= Given task =
Send back all the data below, exactly as given.

Data listing:
↓↓↓

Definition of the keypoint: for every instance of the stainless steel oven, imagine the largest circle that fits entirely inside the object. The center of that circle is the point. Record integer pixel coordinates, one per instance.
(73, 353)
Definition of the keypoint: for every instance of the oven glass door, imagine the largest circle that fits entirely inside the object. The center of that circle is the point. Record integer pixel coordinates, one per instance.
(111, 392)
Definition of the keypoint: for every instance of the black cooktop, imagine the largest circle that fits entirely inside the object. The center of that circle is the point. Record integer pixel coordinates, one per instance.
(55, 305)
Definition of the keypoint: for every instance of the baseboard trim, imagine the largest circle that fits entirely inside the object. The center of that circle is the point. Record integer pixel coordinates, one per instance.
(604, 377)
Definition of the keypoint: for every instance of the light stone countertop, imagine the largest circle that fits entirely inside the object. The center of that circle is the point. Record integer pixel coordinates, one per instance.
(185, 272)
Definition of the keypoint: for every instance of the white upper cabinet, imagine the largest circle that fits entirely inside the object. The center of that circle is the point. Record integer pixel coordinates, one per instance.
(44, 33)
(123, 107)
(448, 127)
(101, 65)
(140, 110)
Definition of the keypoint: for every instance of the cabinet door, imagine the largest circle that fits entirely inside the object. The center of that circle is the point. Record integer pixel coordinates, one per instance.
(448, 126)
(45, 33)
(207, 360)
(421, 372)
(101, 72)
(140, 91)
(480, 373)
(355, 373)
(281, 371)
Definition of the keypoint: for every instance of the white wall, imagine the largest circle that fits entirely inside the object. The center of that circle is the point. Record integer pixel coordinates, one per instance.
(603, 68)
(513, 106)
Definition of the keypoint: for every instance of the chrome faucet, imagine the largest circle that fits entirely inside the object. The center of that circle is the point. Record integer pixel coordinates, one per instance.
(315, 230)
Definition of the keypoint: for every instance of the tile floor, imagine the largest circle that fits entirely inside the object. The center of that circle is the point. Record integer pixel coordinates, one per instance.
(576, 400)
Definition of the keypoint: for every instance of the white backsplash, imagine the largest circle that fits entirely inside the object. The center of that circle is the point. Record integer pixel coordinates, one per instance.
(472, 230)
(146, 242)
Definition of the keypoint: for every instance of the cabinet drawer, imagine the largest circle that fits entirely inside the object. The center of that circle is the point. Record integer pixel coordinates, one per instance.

↑↑↑

= Solved problem =
Definition of the keypoint: for every instance of the stainless steel oven, imagine the largest circle that fits entirely inside the object. The center of that circle is the point. Record integer pixel coordinates, one per instance.
(73, 353)
Definition of the keypoint: for every instance of the oven glass door, imagine the largest circle that fits entirely inside the object. The center of that circle is the point. Record integer pixel coordinates, one per instance.
(111, 392)
Definition of the keypoint: for every instance of the black cooktop, imagine the largest circle that fits entirely inside the object. The center of that circle is the point. Record integer pixel coordinates, one per instance.
(55, 305)
Definition of the keypoint: for every instance of the baseboard trim, imagine the largest circle that fits entirely inside the object. The center of that circle is the point. Record integer pixel coordinates, one per instance.
(604, 377)
Definition of the keypoint: for every instance of the light stone countertop, imagine the largest circle that fits entirely inside the object. The center of that circle is the point. Record integer pixel coordinates, one per instance.
(185, 272)
Definition of the keypoint: for every instance of the white upper cabinet, imagine the largest circle that fits entirely inside the object. The center of that circle is the point. Record integer pixel coordinates, one per instance.
(44, 33)
(123, 107)
(448, 127)
(101, 65)
(140, 110)
Definition of the keypoint: for every instance of the cabinet door, imagine the largest circle that fits entirely inside the object. The center of that circle is the point. Record integer pixel coordinates, one per instance.
(448, 126)
(45, 33)
(207, 360)
(421, 372)
(101, 72)
(140, 91)
(480, 373)
(355, 373)
(281, 371)
Definition of the keypoint: for every instance of the white wall, imagine the largest circle that fits entirely inside the object. The center of that circle is the point. Record integer pixel coordinates, one per instance.
(603, 68)
(513, 106)
Definition of the keypoint: for every instance of the chrome faucet, imagine the largest circle that fits entirely inside the object. The center of that circle is the point. Record integer pixel coordinates, one per instance.
(315, 230)
Definition of the keypoint: for every instance of the tile floor, imagine the largest circle that fits entirely inside the object. The center of that circle is the point. Record integer pixel coordinates, one per instance.
(576, 400)
Definition of the keypoint: for every instance of the white backsplash, imagine the largest circle that fits entirely inside the object. The center of that circle is the point. Record integer pixel coordinates, one per instance.
(472, 230)
(146, 242)
Definition of the keypoint: for every instance of the cabinet drawer, imagine the largest circle that fits entirely inside the object. The center of that circle is the point. Record integer pixel coordinates, one per instance.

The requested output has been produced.